_Aufgabenstellung_
Beantworte die folgenden Fragen zum Textauszug und nummeriere deine Antworten ebenso, jede in einer eigenen Zeile.
1. Unter wem teilte Reding sein Vermögen auf?
2. Welche Ämter hatte Geddo früher und damals inne?
3. Wer starb am Tag vor dem Fest der Apostel Petrus und Paulus?

_Textauszug_
>>>>>
35. Am folgenden Karfreitage wurde Priester Rotmann, ein Propst Erzbischof Geros (von Magdeburg), in der Nacht unversehens vom Tode hingerafft; man fand ihn tot auf seinem Bette. Jeder, der es erfuhr, wunderte sich und erschrak sehr darüber. Doch er hatte am Vortage Dank sei Gott! mit anderen zusammen unter vielen Reuetränen gebeichtet. Am hl. Samstag traf ich ein und beging das hl. Fest feierlich mit meinem Erzbischofe. Reding, ein kluger und sehr vorsorglicher Mann, teilte hier gerade sein Vermögen unter seinen Bruder und seine liebe Schwester. "Nehmt das für euch", sagte er, "damit ihr an dieser Liebe erkennt, wie ich an euch gehangen habe, wenn ihr meinen sterblichen Leib bald verlieren solltet!" Am Geburtsfest St. Johannes des Täufers hielt ich mich bei meinem Bruder, Abt Siegfried (Abt von Berge), auf; als ich mich hier zum letzten Male von dem oft genannten Propst verabschiedete, erbot ich mich leider wieder nicht, ihm die Absolution zu erteilen, und merkte überhaupt nicht, dass er meine Dienste verlangte. Und als ich, wie gesagt, später von seinem Tode erfuhr, da bekümmerte mich zu spät, was ich früher zu beachten versäumt hatte. 3 Jahre und 6 Wochen war er seinen Mitbrüdern als ein frommer, weiser und besonders getreuer Mann Vorgesetzter gewesen; man begrub ihn im südlichen Säulengange neben der Domkirche. Ihm folgte im nächsten Jahre am Feste der Apostel Petrus und Paulus der hochwürdigste Vater Geddo, der frühere Schulleiter und damalige Vermögensverwalter der Kirche. Am Tage davor starb der Klausner Esiko, der aus Liebe zu Christus an vielen Orten umhergezogen war.
<<<<<
_Datenblock_
>>>>>
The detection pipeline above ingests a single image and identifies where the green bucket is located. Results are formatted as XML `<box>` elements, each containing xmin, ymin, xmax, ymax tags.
<<<<<
_Schriftliche Lösung_
1. Unter seinem Bruder und seiner Schwester.
2. Er war früher Schulleiter und damals Vermögensverwalter der Kirche.
3. Der Klausner Esiko.